Trx1 can regulate non-redox post-translational modifications. In the mice with cardiac-specific overexpression of Trx1, the proteomics study found that SET and MYND domain-containing protein 1 (SMYD1), a lysine methyltransferase highly expressed in cardiac and other muscle tissues, is also upregulated. This suggests that Trx1 may also play a role in protein methylation via regulating SMYD1 expression, which is independent of its oxidoreductase activity.

Plants have an unusually complex complement of Trx's composed of six well-defined types (Trxs f, m, x, y, h, and o) that reside in diverse cell compartments and function in an array of processes. Thioredoxin proteins move from cell to cell, representing a novel form of cellular communication in plants.
Protein folding studies on Thioredoxin revealed that a minimum peptide length of 83 residues is required to acquire secondary and tertiary structure as shown by Ghosal et.al in 1999.

== Interactions ==

Thioredoxin has been shown to interact with:
- ASK1,
- Collagen, type I, alpha 1,
- Glucocorticoid receptor,
- SENP1,
- TXNIP.
- NF-κB – by reducing a disulfide bond in NF-κB, Trx1 promotes binding of this transcription factor to DNA.

● **Dataset extract**
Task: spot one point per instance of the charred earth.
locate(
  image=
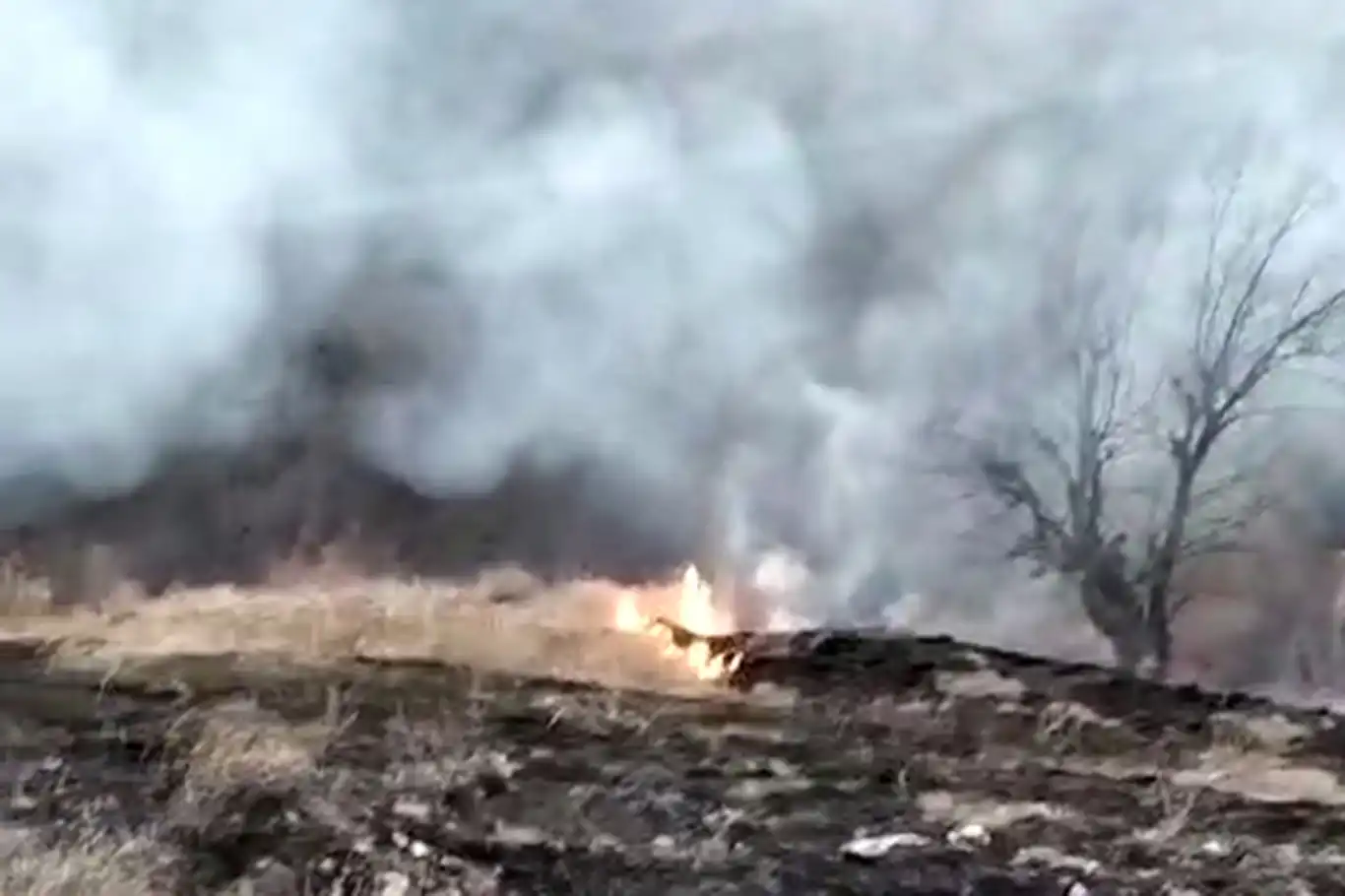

● **Problem A**
In the thioredoxin text, what minimum peptide length does Thioredoxin need to acquire secondary and tertiary structure?
● **Problem B**
Write the next part of the thioredoxin text, starting right after its final line.

● **Task answer A**
It needs a minimum of 83 residues.

● **Task answer B**
- AP1 via Ref1 – Trx1 indirectly increases the DNA-binding activity of activator protein 1 (AP1) by reducing the DNA repair enzyme redox factor 1 (Ref-1), which in turn reduces AP1 in an example of a redox regulation cascade.
- AMPK – AMPK function in cardiomyocytes is preserved during oxidative stress due to an interaction between AMPK and Trx1. By forming a disulfide bridge between the two proteins, Trx1 prevents the formation and aggregation of oxidized AMPK, thereby allowing AMPK to function normally and participate in signaling cascades.

== Effect on cardiac hypertrophy ==
Trx1 has been shown to downregulate cardiac hypertrophy, the thickening of the walls of the lower heart chambers, by interactions with several different targets. Trx1 upregulates the transcriptional activity of nuclear respiratory factors 1 and 2 (NRF1 and NRF2) and stimulates the expression of peroxisome proliferator-activated receptor γ coactivator 1-α (PGC-1α). Furthermore, Trx1 reduces two cysteine residues in histone deacetylase 4 (HDAC4), which allows HDAC4 to be imported from the cytosol, where the oxidized form resides, into the nucleus. Once in the nucleus, reduced HDAC4 downregulates the activity of transcription factors such as NFAT that mediate cardiac hypertrophy. Trx 1 also controls microRNA levels in the heart and has been found to inhibit cardiac hypertrophy by upregulating miR-98/let-7. Trx1 can regulate the expression level of SMYD1, thus may indirectly modulate protein methylation for purpose of cardiac protection.

== Thioredoxin in skin care ==
Thioredoxin is used in skin care products as an antioxidant in conjunction with glutaredoxin and glutathione.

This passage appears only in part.